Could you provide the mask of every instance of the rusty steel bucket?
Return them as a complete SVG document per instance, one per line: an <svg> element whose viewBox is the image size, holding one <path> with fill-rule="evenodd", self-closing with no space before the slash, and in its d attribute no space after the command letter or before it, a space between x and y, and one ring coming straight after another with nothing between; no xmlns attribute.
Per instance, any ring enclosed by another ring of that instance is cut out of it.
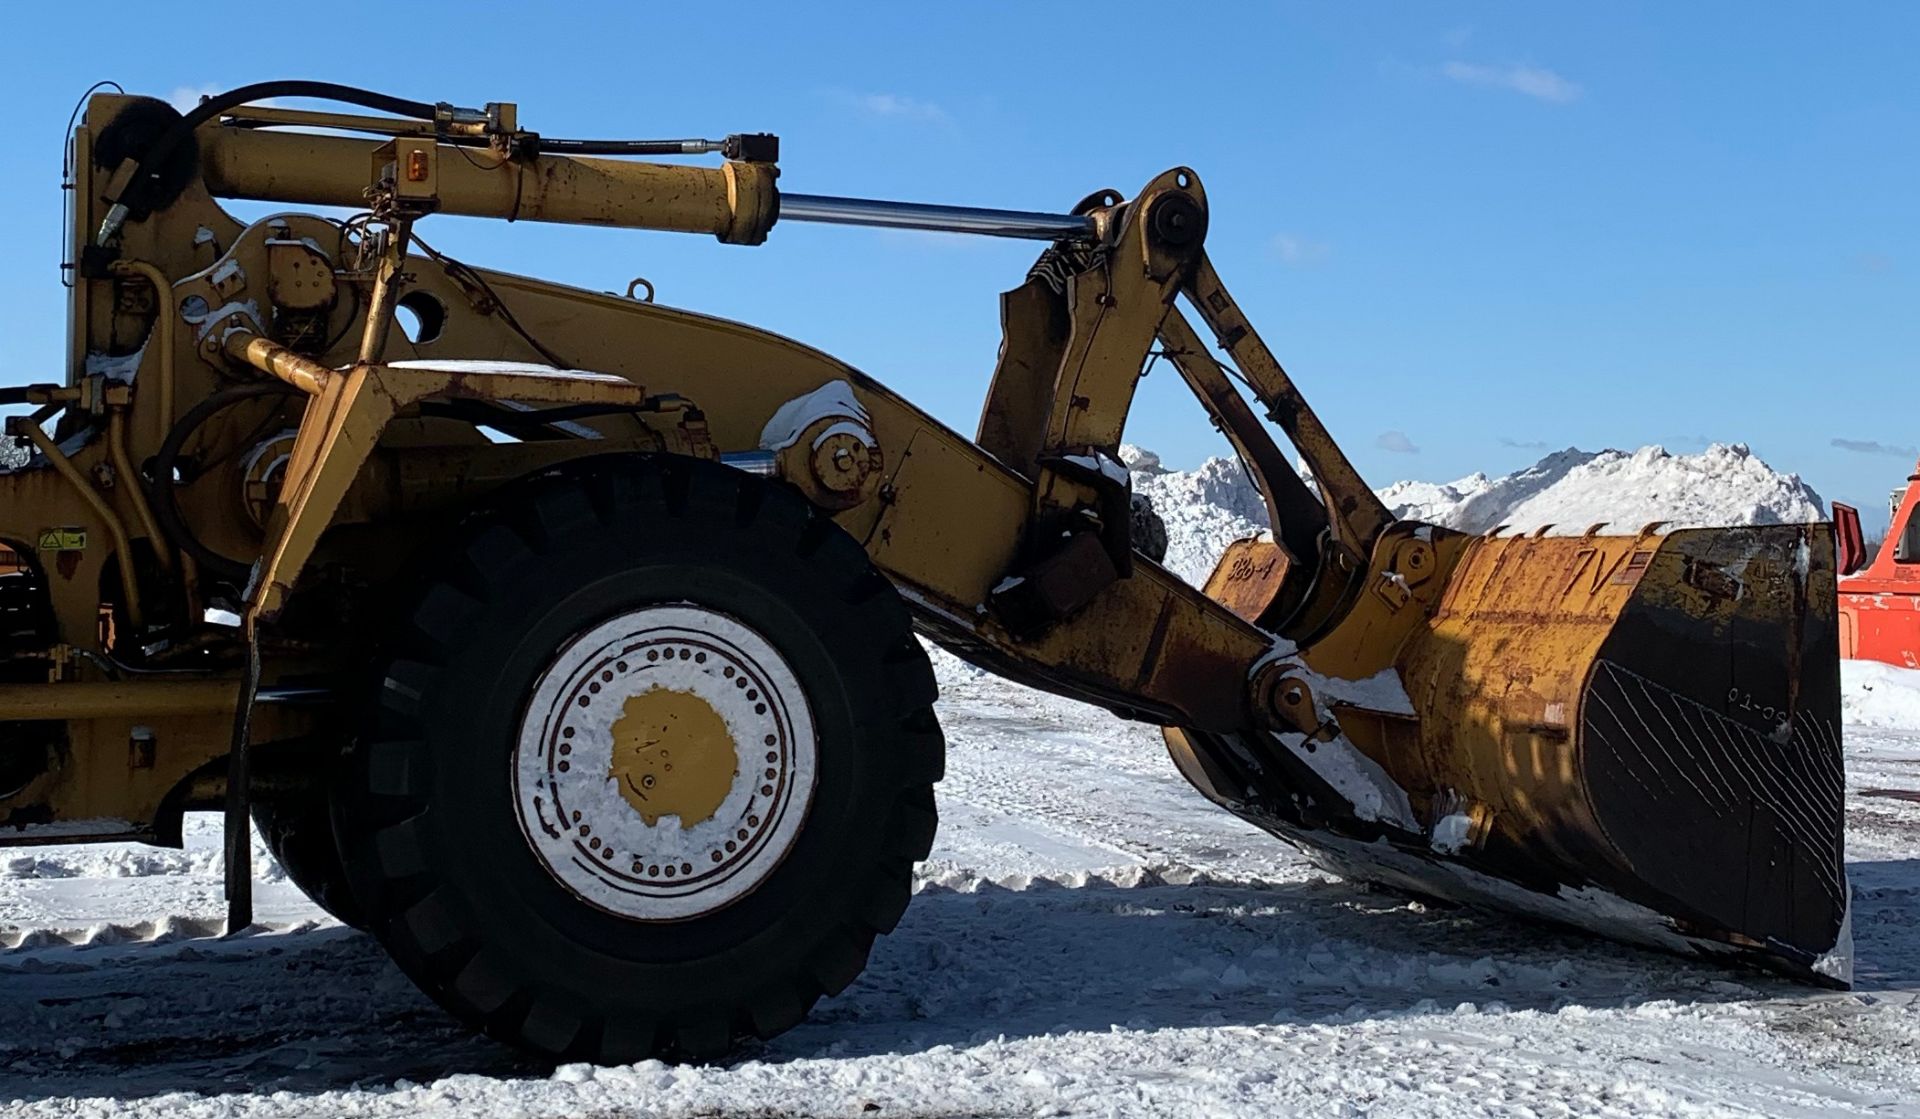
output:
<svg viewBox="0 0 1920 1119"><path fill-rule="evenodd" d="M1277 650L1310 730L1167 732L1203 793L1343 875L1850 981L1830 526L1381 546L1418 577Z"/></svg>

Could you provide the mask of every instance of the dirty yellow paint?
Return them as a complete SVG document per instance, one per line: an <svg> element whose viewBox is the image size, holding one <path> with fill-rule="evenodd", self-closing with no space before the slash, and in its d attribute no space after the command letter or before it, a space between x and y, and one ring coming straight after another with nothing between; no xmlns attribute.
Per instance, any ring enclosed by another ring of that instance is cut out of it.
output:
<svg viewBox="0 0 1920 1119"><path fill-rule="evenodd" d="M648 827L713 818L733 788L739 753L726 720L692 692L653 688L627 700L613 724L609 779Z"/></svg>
········
What to do:
What you give back must match the lines from the start of the records through the line that contains "Could you provide the mask of every instance of the dirty", exactly, with the pictures left out.

Response:
Could you provide the mask of every instance of the rusty steel bucket?
Return them as a complete SVG document per instance, one per line: an <svg> element whose viewBox is the image size, holding one <path> with fill-rule="evenodd", self-closing with no space before the slash, and in its d attribute no space after the command letter or before it, a space between x and y, and one ring coming straight after another with nothing between; no xmlns attribute.
Per instance, any ring enclosed by another ring of that instance is cut out of it.
output:
<svg viewBox="0 0 1920 1119"><path fill-rule="evenodd" d="M1277 650L1310 730L1167 732L1203 793L1343 875L1850 981L1830 526L1381 546L1418 577Z"/></svg>

Could you provide the mask of every instance of the dirty yellow paint?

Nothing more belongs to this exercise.